◆ **WHAT YOU HAVE TO DO**
Please copy out the data below, starting at the line that contains "Objective — locate the woman's" and continuing through the end of the data, with both ends included. Leave the pictures out of your answer.

◆ **DATA SHOWN**
───

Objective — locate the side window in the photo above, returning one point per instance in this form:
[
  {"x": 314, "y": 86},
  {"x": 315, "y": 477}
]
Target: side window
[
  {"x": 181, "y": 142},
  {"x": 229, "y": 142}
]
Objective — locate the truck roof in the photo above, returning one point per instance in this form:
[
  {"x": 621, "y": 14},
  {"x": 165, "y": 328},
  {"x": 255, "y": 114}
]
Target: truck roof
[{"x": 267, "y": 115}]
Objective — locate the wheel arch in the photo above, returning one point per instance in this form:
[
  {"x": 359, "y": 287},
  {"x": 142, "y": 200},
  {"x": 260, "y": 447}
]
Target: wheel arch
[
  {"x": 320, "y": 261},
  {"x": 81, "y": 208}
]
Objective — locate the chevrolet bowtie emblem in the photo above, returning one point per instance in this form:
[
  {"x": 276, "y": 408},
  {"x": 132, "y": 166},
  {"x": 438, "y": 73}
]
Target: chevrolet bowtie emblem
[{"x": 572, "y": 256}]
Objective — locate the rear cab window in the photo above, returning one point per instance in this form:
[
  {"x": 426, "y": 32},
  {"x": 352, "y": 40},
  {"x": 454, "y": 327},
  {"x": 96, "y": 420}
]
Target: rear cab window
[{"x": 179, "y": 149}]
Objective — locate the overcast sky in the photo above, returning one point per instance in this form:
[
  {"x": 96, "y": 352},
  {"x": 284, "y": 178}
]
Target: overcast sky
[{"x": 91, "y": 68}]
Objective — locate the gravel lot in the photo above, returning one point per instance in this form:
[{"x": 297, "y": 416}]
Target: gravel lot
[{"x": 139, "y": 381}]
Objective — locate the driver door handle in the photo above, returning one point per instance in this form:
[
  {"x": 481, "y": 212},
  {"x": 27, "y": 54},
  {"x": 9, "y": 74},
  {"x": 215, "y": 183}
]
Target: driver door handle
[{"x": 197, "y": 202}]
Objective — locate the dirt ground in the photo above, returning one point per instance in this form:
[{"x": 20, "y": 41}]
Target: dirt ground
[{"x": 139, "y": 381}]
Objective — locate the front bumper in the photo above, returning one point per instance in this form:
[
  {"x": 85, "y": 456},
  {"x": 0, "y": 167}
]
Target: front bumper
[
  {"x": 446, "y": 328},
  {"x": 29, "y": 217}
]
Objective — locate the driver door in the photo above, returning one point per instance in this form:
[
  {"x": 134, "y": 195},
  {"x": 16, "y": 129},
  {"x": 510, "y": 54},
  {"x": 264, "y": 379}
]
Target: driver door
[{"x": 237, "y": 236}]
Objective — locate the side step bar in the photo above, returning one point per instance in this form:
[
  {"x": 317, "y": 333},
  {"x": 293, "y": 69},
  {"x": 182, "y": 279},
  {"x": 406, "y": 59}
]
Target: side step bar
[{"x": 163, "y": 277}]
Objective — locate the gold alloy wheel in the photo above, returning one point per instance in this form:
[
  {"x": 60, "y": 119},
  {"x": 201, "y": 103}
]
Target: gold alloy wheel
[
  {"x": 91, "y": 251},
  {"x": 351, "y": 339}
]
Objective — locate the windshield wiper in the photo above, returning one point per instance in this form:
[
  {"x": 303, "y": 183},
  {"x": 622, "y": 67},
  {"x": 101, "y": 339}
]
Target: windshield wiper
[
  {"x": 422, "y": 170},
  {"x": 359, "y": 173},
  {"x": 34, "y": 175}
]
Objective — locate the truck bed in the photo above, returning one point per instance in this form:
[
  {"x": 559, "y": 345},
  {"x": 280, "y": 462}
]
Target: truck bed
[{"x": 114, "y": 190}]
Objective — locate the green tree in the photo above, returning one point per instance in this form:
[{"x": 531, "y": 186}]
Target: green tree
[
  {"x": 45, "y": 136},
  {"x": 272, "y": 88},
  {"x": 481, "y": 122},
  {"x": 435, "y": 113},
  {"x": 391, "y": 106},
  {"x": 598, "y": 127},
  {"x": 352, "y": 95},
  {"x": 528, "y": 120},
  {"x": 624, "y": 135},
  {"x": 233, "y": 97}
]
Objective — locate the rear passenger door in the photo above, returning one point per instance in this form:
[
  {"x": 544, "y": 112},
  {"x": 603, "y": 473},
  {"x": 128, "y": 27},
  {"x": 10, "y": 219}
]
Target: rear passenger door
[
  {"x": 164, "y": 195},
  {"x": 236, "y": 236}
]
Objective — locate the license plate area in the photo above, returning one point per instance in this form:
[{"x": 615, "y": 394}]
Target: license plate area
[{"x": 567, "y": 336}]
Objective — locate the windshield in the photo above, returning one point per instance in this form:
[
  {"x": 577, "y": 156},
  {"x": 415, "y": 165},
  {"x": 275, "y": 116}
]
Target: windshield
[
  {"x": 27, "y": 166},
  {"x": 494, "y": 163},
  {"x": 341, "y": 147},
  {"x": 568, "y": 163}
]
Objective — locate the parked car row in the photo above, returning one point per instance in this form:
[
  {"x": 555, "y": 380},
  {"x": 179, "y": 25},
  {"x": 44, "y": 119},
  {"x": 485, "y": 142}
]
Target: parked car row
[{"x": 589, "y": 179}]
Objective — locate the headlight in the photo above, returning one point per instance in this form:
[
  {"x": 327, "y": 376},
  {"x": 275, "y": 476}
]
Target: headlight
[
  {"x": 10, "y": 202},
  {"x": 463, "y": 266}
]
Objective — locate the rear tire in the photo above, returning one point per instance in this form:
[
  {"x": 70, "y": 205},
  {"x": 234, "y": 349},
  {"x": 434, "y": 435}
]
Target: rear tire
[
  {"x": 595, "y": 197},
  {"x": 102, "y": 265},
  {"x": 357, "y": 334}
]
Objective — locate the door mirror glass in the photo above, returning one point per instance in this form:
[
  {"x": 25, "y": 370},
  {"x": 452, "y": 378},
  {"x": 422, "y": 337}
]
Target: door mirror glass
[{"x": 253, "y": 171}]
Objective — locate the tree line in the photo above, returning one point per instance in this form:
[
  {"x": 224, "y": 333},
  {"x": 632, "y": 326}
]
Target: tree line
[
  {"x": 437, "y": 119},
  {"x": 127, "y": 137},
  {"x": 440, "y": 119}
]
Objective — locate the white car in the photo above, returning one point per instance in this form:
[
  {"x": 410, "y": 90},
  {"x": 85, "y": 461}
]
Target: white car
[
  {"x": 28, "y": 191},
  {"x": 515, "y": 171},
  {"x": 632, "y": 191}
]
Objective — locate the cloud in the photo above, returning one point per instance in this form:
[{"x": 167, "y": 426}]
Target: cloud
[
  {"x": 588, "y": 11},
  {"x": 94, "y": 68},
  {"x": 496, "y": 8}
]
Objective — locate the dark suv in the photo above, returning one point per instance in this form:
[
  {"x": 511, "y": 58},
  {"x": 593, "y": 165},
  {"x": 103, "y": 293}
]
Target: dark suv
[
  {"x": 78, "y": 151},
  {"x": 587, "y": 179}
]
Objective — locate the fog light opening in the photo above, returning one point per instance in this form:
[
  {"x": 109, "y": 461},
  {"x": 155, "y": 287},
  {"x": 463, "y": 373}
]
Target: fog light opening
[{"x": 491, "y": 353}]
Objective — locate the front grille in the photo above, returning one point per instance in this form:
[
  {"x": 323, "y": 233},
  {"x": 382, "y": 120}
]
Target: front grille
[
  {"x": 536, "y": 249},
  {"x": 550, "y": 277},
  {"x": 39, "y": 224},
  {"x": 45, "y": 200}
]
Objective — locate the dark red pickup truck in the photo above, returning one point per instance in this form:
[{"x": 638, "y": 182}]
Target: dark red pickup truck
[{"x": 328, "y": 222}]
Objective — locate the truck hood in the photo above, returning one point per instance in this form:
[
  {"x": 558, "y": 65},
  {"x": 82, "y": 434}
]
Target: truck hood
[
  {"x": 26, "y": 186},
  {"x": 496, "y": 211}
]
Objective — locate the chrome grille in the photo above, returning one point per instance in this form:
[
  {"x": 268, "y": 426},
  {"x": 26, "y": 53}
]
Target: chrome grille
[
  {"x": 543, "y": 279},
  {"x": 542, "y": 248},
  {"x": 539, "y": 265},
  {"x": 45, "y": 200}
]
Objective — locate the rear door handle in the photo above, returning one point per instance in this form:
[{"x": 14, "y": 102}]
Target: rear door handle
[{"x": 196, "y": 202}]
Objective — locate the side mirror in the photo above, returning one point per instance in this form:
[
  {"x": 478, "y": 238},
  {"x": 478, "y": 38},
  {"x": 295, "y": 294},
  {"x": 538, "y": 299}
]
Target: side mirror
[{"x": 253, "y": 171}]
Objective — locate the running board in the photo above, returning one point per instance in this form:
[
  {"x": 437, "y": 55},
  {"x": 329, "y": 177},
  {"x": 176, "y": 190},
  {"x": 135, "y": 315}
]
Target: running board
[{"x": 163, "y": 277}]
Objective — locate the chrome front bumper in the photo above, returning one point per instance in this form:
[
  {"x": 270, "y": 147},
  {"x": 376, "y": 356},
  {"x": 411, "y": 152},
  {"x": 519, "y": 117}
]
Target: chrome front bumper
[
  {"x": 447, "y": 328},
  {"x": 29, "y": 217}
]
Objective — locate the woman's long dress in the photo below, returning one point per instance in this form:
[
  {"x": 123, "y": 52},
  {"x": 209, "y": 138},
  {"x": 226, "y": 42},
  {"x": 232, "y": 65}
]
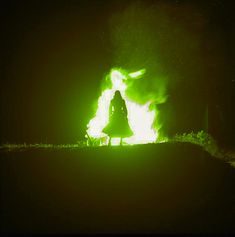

───

◆ **RESPONSE TO THIS EXERCISE**
Objective — locate the woman's long dress in the photo below, returning one point per instance in this form:
[
  {"x": 123, "y": 52},
  {"x": 209, "y": 138},
  {"x": 226, "y": 42},
  {"x": 232, "y": 65}
]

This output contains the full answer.